■ **Source data**
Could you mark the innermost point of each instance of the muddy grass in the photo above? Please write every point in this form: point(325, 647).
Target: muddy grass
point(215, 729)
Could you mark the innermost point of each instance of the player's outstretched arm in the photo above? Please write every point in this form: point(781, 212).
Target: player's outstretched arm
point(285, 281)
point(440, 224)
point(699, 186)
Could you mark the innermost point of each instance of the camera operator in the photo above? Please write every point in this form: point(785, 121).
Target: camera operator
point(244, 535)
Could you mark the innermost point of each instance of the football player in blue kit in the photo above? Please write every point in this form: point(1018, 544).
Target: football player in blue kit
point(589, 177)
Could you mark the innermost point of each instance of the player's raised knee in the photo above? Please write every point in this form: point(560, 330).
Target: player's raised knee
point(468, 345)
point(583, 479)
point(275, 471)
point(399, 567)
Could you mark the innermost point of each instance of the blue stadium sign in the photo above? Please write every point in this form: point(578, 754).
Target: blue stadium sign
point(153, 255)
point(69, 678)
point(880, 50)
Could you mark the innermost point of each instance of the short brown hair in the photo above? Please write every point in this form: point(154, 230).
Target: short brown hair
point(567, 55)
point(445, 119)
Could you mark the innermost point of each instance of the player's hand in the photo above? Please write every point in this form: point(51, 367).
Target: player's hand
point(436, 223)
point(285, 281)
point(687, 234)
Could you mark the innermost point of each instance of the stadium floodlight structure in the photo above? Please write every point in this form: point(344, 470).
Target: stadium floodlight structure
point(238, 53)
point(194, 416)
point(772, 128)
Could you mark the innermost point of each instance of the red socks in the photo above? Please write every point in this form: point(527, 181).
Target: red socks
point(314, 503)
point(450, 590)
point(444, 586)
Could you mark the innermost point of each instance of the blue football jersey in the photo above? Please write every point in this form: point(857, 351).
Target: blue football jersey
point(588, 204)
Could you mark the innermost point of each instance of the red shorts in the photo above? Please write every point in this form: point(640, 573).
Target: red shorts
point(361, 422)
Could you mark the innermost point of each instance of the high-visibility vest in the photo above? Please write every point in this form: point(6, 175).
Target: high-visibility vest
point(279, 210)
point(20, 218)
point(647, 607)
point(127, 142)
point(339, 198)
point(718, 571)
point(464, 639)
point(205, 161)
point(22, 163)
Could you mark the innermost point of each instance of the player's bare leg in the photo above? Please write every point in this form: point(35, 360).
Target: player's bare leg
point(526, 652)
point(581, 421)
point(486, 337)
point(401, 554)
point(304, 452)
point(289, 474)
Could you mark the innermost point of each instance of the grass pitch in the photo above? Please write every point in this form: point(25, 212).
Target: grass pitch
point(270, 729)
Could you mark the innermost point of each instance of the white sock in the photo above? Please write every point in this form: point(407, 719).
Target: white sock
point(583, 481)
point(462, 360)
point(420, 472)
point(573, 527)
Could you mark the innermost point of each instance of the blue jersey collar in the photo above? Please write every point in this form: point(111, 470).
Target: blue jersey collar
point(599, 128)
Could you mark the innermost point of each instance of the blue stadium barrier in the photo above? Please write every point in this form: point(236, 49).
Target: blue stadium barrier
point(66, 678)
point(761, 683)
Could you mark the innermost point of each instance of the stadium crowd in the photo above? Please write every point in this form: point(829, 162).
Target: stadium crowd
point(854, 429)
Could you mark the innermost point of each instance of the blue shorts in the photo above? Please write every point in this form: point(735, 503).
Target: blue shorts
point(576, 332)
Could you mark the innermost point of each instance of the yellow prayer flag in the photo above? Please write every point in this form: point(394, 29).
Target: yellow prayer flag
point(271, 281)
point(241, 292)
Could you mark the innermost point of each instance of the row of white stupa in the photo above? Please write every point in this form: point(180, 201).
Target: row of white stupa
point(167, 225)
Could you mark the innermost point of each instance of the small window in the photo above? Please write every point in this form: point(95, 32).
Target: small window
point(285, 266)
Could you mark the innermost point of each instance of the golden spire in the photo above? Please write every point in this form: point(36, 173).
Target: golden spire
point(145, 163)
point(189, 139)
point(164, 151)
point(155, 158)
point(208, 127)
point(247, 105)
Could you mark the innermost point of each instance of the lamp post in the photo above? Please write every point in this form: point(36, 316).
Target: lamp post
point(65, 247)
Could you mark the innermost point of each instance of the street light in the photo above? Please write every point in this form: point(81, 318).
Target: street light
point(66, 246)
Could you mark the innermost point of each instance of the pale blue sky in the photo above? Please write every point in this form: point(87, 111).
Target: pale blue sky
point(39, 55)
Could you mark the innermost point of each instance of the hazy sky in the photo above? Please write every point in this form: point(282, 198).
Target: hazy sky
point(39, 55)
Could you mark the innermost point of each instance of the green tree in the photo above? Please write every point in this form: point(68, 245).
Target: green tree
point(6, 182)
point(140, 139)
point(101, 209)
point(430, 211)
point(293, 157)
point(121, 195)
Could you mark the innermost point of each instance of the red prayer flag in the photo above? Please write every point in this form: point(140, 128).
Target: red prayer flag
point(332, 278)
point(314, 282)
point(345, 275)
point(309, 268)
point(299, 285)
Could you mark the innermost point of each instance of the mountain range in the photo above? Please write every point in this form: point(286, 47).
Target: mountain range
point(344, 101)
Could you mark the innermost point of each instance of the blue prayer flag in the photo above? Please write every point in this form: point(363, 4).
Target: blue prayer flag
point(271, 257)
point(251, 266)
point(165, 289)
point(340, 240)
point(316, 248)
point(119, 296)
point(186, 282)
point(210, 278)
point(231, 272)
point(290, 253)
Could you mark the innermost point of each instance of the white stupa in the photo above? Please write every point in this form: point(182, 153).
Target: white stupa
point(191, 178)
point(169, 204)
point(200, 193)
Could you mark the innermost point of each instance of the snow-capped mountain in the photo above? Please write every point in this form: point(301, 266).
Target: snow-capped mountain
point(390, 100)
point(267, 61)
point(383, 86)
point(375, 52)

■ **Task instructions**
All of the data above should be duplicated exactly.

■ **Response to the exercise**
Could you mark the innermost point of each instance of the muddy grass in the photo above? Please write every point in this form: point(325, 647).
Target: muddy grass
point(215, 729)
Could you mark the innermost point of each instance of the player's outstretched arm in the photo above? Please write every point in this form: point(781, 212).
Target: player's outstretched arm
point(285, 281)
point(440, 224)
point(699, 186)
Could you mark the innermost point of each instance of the camera operator in the photo above? Please write every point in this form: point(785, 121).
Target: camera operator
point(244, 535)
Could you mark the innermost point of each instance of the football player in blue kit in the photo above? Please write every point in this form: point(1018, 544).
Target: football player in blue kit
point(589, 177)
Could you mark the innermost point of each instance of the player's raised knee in the photo above? Please write every point in this form: point(560, 330).
Target: player's raised knee
point(468, 345)
point(583, 479)
point(275, 471)
point(399, 567)
Could you mark the innermost point of each instance of the blue stadium sign in the photo above? Please write every point in this form: point(578, 754).
Target: blue stadium sign
point(153, 255)
point(69, 678)
point(880, 50)
Could you mark the innermost point of each instance of the short brown hair in the photo above? Please write every point in this form: point(154, 230).
Target: short brown hair
point(567, 55)
point(445, 119)
Could you mark the innermost point of each instance of the player's hand in the photo above? Please write every point in this form: point(51, 367).
Target: player's hand
point(436, 223)
point(285, 281)
point(687, 234)
Could you mark the innermost point of each instance of the stadium floodlight structure in the photo above? Please write every point in this form: point(344, 470).
Target: stadium floodlight structure
point(238, 53)
point(194, 416)
point(772, 128)
Could you mark the innermost point of each instance of the red socks in the photo above? Please write every point in this form: point(527, 181).
Target: red socks
point(314, 503)
point(450, 590)
point(444, 586)
Could you mark the innermost point of each instance of the blue football jersey in the photo above? Please write every point in this form: point(857, 351).
Target: blue football jersey
point(588, 204)
Could you mark the innermost point of each instance of the red shorts in the photo above? Please write every point in this form: point(640, 573).
Target: red shorts
point(361, 422)
Could you mark the innermost point of each instance of the high-visibility vest in the photo above? Please write every point in this form: point(6, 175).
Target: high-visibility vest
point(279, 210)
point(20, 218)
point(647, 607)
point(127, 142)
point(339, 198)
point(718, 571)
point(464, 639)
point(205, 161)
point(22, 163)
Could you mark the innermost point of each instance of the player's bare leg in the photo above? Please write every point in this form: point(35, 360).
Target: player's bare leg
point(526, 652)
point(581, 421)
point(486, 337)
point(401, 554)
point(304, 452)
point(289, 474)
Could you mark the innermost point of each instance of the grass pitch in the photo above? Please write every point in this form: point(25, 212).
Target: grass pitch
point(270, 729)
Could you mark the innermost point of each instance of the white sock in the photo above? Please write every point in this form: point(407, 719).
Target: white sock
point(583, 481)
point(462, 360)
point(420, 472)
point(573, 527)
Could you mark the innermost point of each instance of the blue jersey collar in the photo above? Please write every point in this form: point(111, 470).
Target: blue jersey collar
point(599, 128)
Could you mark the innermost point of each instance of the blue stadium barrier in the photo above? Please write every point in this form: point(236, 49).
Target: blue stadium barrier
point(66, 678)
point(761, 683)
Could you mark the innermost point of each instance of the stadium crowd in the photo above? Please write every point in this form: point(829, 162).
Target: stadium crowd
point(854, 429)
Could you mark the innermost point of each instance of the blue shorts in the photo above? Please write every point in this form: point(735, 503).
Target: blue shorts
point(576, 332)
Could you mark the innermost point of each instance of the yellow prayer flag in the photo above? Please write every point in this form: point(394, 29).
Target: yellow prayer flag
point(271, 281)
point(241, 292)
Could you mark the innermost point of each instance of the row of white stupa in the photo above? Please write every point in this form: point(180, 201).
Target: row of white stupa
point(167, 225)
Could you mark the innermost point of each instance of the small window in the photo above? Please write every point in this form: point(95, 32).
Target: small window
point(285, 266)
Could you mark the innermost point of each instance of the golden spire in the photo above? Please write every point in this form: point(36, 173).
Target: golden spire
point(145, 163)
point(189, 139)
point(164, 151)
point(155, 158)
point(208, 127)
point(247, 105)
Could you mark the innermost point of each instance of the lamp post in the photo above? Please write every point in this form: point(36, 316).
Target: lamp post
point(65, 247)
Could you mark the innermost point of each instance of the street light in the photo above? Please write every point in this form: point(81, 318).
Target: street light
point(66, 246)
Could you mark the innermost point of each instance of the pale blue sky in the photo above? Please write every point in this form: point(87, 111).
Target: pale blue sky
point(39, 55)
Could you mark the innermost point of each instance of the hazy sky in the photo above? Please write every point in this form: point(282, 198).
Target: hazy sky
point(39, 55)
Could you mark the innermost point of each instance of the green tree in the photo above? Please write every point in this form: point(68, 245).
Target: green tree
point(6, 182)
point(140, 139)
point(101, 209)
point(430, 211)
point(293, 157)
point(121, 195)
Could you mark the innermost point of each instance of the red prayer flag in the photo above? Please write every point in this form: point(140, 128).
Target: red prayer flag
point(332, 278)
point(314, 282)
point(345, 275)
point(309, 268)
point(299, 285)
Could you mark the innermost point of each instance of the mountain range in the photo above? Please write every point in this form: point(286, 47).
Target: mountain range
point(344, 101)
Could you mark the innermost point of each instance of the blue prayer flag in the photo above? Please write every point in this form: point(363, 4).
Target: blue prayer flag
point(271, 257)
point(251, 266)
point(165, 289)
point(340, 240)
point(316, 248)
point(119, 296)
point(186, 282)
point(210, 278)
point(231, 272)
point(290, 253)
Could you mark the innermost point of each instance of the white stupa in the photo above? Please write every point in this form: point(182, 153).
Target: white stupa
point(191, 178)
point(169, 204)
point(200, 193)
Could you mark the innermost point of each instance of the snow-capped mountain in the photo above? Please write every point in this form: point(301, 266).
Target: snow-capped mountain
point(390, 100)
point(267, 61)
point(383, 86)
point(375, 52)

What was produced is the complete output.